• Provided text

* * *

The D5 4x4 Adventure Camper, based on a Mitsubishi Delica or similar, is the compact option: automatic transmission, a double bed with a premium mattress, 300W solar, a 20-litre fridge drawer and all-terrain tyres. It is built for couples who want actual 4WD capability without hauling a 5-berth beast through single-lane tracks.
The Desert Sands 4x4 and Grip 2-5 4x4 both run on a Nissan Navara or similar with automatic transmission and a 2.3-litre turbo diesel. Both sleep up to five across dual hardshell rooftop tents. The Desert Sands adds a 70-litre water tank, a 38-litre compressor fridge, stainless steel prep bench and a full camping setup including table and chairs. The Grip is built along the same lines with a 45-50 litre compressor fridge. These are the vehicles for multi-week outback expeditions — the ones the Wicked website rightly lists as suitable for the Kings Canyon track and Oodnadatta, though they are honest enough to warn you off the Gibb River Road crossing in wet season.
Network and Locations
Wicked operates depots across 12 Australian cities: Sydney, Brisbane, Melbourne, Adelaide, Perth, Cairns, Darwin, Hobart, Alice Springs, Broome, Exmouth and Airlie Beach. One-way rentals between depots are available, which makes the classic east coast loop or a top-end crossing genuinely doable without a return flight to retrieve your car. For budget travellers planning a one-directional adventure — Sydney to Cairns, Perth to Darwin — this network is one of the strongest arguments for going Wicked over a smaller operator.
If you are comparing options for the east coast, it is worth reading our Travellers Autobarn review for a similar budget-price bracket with a different vehicle style, or our Maui review if you want to see what the premium end of the same trip looks like. For Western Australia specialists, WA Experts runs a tighter network but with vehicles built specifically for the west.

* * *

• Data

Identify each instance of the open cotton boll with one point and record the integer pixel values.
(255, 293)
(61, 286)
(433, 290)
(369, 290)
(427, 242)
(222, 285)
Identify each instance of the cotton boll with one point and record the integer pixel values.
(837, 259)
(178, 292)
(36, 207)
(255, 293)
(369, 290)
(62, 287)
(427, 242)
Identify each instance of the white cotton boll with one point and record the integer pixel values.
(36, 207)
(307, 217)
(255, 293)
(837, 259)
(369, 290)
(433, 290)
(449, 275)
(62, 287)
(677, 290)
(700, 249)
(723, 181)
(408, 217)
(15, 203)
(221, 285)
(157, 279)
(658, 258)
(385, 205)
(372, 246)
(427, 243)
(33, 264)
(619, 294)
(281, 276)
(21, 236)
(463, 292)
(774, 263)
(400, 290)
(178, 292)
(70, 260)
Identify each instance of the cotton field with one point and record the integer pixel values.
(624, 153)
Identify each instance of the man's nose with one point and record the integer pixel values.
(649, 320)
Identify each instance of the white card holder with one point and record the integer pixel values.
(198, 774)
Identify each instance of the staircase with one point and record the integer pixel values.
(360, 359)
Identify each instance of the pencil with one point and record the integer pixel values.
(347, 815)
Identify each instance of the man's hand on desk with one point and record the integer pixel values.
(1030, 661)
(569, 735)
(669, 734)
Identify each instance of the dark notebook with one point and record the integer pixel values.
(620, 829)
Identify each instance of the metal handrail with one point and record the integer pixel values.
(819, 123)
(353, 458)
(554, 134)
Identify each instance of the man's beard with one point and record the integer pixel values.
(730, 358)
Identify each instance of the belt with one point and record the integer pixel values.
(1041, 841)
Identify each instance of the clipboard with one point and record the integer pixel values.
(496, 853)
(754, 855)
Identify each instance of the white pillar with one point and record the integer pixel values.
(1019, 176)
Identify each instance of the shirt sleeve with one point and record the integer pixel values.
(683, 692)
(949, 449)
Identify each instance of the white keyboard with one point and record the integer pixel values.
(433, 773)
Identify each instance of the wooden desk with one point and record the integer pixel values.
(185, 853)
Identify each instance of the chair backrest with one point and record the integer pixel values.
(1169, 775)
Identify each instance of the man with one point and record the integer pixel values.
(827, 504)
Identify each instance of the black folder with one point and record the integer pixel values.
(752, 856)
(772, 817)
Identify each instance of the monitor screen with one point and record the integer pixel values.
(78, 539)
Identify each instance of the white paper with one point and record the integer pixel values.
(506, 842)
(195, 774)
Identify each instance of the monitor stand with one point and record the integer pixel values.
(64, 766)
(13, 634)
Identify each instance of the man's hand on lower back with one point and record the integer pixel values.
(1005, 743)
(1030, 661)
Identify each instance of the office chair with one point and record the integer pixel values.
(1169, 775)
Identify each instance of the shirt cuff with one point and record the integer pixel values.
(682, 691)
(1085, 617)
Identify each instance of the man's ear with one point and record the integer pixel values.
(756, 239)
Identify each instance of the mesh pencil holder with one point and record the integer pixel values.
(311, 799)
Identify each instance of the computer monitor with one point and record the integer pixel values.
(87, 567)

* * *

• Set problem
Pick up the Wicked campervan review above where it stops and continue it.

• Response to the exercise
Reputation and Reliability
The honest version: Wicked has a chequered history. Their early reputation for poor vehicle maintenance and abandoning renters mid-trip is not entirely undeserved. But the fleet has been substantially refreshed, and the complaints that dominated review sites in 2015 have mostly shifted from "broke down, no help" to "the van smelled, the art was offensive." Those are different calibre complaints.
The art is worth addressing directly. Wicked has faced legitimate criticism over some of their past spray-paint designs, some of which crossed from edgy into genuinely offensive. They have since moved away from the most controversial designs, and the current fleet leans toward psychedelic, adventurous imagery rather than the shock-value approach of earlier years. That said: if the outside of your rental is important to you, look at the photos before you book. Some vans are wild.
On the insurance side, the standard excess is AUD $3,000 on campervans and $5,000 on 4WDs. You can reduce to $1,000 with a credit card and a daily liability reduction fee ($32/day on campervans, $50/day on 4WDs). Critically for backpackers: Wicked will rent to drivers under 21, which most of the mid-range operators will not. If you are 18 and want to drive a campervan from Sydney to Cairns, Wicked is one of your few options at this price point.
The Verdict
Wicked Campers in 2026 is a budget operator with a genuinely wide network, a fleet that now ranges from entry-level to legitimately capable 4WD rigs, and an aesthetic that polarises opinion. The art is the brand. If it is not your thing, there are quieter vans at similar prices elsewhere. But if you want to park at Uluru in a van covered in a screaming eagle and not pay luxury prices to do it, Wicked remains the original and still one of the best-networked operators in the country.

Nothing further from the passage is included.